What this task involves
Write out each line of the items below verbatim, keeping the pictures out of the answer.
******
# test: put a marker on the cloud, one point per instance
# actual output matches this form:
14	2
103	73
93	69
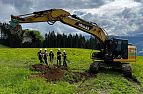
******
Reply
# test: put a marker on the cloud, one point per instance
# actual output matches this form:
14	2
103	73
93	69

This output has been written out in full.